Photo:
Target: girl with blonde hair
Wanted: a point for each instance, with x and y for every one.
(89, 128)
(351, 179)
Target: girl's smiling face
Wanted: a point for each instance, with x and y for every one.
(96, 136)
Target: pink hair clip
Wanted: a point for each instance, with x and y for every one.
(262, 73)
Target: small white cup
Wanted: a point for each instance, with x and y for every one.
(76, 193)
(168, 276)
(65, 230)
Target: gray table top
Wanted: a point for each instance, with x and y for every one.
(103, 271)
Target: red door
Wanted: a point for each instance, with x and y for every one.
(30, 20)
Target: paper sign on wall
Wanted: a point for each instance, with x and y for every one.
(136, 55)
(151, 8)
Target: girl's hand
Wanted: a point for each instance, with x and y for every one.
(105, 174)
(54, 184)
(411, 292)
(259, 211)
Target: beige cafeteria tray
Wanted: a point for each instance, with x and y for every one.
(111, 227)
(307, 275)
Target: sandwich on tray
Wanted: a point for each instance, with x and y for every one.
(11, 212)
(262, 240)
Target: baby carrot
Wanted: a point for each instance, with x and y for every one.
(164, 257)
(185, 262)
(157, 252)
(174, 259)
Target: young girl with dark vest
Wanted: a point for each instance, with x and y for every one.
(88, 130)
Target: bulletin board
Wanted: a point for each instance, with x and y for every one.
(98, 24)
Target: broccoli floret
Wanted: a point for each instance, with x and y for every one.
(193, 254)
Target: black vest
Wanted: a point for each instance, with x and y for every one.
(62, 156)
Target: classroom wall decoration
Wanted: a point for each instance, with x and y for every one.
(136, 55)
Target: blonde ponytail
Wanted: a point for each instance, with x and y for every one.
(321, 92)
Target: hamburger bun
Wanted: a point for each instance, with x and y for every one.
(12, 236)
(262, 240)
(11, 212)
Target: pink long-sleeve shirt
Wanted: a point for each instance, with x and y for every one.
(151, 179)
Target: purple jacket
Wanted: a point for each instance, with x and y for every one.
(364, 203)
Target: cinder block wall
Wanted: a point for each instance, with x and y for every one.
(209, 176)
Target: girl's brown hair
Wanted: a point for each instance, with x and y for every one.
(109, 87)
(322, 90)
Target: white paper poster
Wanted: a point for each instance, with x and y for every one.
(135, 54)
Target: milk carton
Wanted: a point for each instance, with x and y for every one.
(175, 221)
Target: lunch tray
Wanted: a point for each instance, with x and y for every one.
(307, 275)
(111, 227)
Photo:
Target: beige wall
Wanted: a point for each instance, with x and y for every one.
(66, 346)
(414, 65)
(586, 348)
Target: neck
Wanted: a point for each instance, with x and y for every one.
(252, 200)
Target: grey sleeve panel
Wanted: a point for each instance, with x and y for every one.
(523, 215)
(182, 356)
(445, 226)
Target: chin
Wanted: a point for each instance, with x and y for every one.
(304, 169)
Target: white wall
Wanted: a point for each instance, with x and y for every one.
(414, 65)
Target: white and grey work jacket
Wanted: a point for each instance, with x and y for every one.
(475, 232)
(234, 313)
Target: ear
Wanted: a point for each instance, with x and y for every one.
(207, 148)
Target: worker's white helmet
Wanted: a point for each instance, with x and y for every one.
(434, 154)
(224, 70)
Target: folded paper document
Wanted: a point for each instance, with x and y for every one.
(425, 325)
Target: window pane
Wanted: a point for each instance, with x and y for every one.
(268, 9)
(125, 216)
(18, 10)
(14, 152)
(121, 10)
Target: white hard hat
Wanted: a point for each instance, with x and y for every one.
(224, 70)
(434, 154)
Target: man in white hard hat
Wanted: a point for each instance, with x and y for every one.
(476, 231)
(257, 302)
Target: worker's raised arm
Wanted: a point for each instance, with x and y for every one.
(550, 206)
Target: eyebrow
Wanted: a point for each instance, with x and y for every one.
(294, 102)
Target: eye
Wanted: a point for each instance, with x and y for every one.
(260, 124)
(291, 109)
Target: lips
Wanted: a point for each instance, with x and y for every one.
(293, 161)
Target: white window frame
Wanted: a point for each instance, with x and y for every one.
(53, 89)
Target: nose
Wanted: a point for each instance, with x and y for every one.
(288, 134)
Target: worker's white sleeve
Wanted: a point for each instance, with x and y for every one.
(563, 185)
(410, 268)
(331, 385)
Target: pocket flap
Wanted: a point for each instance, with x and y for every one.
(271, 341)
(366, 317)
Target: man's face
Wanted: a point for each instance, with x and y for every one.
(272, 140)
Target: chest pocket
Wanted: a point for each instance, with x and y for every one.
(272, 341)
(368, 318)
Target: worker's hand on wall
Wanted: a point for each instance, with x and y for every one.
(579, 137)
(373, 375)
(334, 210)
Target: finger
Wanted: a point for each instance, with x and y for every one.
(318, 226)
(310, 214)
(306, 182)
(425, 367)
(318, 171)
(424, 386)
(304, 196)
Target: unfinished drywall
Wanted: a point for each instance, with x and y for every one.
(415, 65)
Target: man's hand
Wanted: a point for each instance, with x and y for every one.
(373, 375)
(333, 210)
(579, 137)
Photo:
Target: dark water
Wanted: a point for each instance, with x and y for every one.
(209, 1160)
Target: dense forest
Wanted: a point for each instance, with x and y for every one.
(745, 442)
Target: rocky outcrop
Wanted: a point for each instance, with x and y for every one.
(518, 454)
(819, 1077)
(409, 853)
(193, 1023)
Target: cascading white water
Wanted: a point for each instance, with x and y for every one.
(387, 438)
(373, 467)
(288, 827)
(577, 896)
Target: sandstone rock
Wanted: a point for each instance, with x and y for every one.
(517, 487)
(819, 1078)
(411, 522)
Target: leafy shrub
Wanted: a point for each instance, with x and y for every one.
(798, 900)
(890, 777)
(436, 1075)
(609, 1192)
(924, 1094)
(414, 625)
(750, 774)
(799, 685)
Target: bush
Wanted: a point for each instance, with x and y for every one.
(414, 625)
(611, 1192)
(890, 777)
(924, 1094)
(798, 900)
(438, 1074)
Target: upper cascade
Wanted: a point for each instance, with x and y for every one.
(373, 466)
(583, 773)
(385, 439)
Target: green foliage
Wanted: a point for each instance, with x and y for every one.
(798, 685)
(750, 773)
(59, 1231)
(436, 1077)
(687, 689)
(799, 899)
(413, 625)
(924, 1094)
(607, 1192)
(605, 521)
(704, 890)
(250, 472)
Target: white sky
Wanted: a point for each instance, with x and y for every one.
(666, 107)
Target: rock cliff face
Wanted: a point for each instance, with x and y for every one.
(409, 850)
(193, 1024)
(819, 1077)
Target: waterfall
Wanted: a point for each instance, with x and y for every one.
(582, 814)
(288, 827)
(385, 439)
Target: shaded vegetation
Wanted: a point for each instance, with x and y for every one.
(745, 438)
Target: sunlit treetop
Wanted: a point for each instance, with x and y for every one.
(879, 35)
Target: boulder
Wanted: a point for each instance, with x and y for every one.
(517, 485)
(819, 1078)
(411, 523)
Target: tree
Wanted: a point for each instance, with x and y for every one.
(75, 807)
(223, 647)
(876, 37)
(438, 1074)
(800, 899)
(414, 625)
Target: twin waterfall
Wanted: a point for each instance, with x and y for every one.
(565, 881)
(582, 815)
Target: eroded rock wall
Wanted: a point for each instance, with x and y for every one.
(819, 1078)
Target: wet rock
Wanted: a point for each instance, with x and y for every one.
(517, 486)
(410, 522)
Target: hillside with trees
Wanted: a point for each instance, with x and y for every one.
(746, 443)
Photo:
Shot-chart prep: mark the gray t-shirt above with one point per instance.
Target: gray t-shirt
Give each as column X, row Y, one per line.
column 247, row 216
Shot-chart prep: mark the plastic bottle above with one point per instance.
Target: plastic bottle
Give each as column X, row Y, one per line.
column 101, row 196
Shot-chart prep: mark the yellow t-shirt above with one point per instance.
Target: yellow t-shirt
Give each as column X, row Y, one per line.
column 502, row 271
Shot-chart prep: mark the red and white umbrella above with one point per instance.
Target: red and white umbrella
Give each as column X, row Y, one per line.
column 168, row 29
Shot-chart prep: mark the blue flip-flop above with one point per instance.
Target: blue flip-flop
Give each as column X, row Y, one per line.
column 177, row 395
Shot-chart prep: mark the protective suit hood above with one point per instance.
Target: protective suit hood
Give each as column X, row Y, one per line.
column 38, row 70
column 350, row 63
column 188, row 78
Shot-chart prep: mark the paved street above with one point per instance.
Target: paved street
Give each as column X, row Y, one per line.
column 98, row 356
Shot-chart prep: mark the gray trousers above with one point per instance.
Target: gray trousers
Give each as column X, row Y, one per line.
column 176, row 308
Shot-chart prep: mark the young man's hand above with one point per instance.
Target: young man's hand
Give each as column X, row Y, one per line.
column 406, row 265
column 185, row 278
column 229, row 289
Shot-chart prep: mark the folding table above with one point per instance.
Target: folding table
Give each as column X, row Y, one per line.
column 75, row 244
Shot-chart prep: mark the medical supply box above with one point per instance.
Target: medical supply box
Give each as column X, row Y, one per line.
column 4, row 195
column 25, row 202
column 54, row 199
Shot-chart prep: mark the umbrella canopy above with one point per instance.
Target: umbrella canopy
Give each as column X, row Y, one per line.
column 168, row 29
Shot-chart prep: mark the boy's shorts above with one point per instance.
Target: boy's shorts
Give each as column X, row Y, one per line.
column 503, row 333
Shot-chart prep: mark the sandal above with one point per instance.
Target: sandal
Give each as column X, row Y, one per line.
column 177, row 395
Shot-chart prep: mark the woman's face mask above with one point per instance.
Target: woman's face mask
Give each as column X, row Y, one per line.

* **BRIEF**
All lines from the one containing "Target: boy's shorts" through the last line of the data, both included, are to be retyped exactly, and no other line belongs in the answer.

* **RESULT BELOW**
Target: boy's shorts
Give each as column X, row Y, one per line.
column 503, row 333
Shot-chart prep: mark the sandal above with one point per instance.
Target: sandal
Give each as column X, row Y, one per line.
column 177, row 395
Shot-chart prep: mark the woman's face mask above with one point per instance.
Target: woman's face mask
Give each as column X, row Y, one per line.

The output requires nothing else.